• _EXERCISE INPUTS_
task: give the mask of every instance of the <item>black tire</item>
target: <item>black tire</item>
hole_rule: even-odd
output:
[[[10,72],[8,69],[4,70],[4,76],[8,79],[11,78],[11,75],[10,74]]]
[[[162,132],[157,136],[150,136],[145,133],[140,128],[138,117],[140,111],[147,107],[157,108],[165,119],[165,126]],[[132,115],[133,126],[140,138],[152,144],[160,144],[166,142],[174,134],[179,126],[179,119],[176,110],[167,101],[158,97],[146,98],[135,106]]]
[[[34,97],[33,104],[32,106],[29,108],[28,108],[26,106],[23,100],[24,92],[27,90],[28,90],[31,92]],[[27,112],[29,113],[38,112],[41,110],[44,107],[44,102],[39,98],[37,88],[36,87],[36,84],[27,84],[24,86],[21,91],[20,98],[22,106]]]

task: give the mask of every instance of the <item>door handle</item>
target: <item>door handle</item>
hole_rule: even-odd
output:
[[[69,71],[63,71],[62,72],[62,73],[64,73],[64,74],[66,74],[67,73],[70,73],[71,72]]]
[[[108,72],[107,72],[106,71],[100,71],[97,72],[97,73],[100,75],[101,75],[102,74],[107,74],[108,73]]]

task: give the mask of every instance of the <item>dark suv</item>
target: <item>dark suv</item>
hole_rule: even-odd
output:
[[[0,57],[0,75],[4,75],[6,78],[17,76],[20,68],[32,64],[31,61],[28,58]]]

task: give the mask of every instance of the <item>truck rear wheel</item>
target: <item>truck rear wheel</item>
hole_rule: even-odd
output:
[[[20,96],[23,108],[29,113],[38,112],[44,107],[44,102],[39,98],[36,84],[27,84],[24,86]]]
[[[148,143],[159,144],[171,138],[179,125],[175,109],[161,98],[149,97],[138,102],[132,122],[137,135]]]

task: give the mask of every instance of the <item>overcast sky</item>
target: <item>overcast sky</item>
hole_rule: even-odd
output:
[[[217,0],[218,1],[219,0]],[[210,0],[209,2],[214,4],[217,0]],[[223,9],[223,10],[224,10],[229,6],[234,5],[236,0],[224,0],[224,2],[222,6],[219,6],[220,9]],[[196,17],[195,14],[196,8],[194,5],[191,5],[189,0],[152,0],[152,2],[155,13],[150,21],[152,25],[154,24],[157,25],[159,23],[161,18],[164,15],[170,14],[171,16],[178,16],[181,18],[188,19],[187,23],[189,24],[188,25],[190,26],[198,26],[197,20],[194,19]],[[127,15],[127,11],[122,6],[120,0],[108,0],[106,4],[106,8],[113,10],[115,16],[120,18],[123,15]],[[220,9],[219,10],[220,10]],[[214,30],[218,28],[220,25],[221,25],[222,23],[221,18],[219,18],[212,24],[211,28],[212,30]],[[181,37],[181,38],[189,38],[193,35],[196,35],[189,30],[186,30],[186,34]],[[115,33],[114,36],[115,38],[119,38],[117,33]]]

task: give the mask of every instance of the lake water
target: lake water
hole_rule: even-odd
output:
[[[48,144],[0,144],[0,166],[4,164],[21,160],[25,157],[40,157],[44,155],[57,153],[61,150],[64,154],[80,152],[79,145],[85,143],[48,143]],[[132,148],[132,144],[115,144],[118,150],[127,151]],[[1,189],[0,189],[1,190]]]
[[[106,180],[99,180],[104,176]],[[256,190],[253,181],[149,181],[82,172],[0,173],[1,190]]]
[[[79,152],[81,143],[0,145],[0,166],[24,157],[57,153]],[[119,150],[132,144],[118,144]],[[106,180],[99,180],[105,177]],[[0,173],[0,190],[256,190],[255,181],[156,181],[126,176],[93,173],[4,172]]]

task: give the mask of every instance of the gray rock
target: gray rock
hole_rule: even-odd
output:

• _YOUR OBJECTIVE_
Which lines above contain the string "give"? Gather every one of them and copy each out in full.

• _SOLUTION FOR THIS EXERCISE_
task: give the mask of every instance of the <item>black tire</item>
task: give the mask of every instance of the <item>door handle</item>
task: give the mask of every instance of the <item>dark suv</item>
task: give the mask of every instance of the <item>truck rear wheel</item>
task: give the mask of every instance of the <item>overcast sky</item>
task: give the mask of every instance of the lake water
task: give the mask of every instance of the gray rock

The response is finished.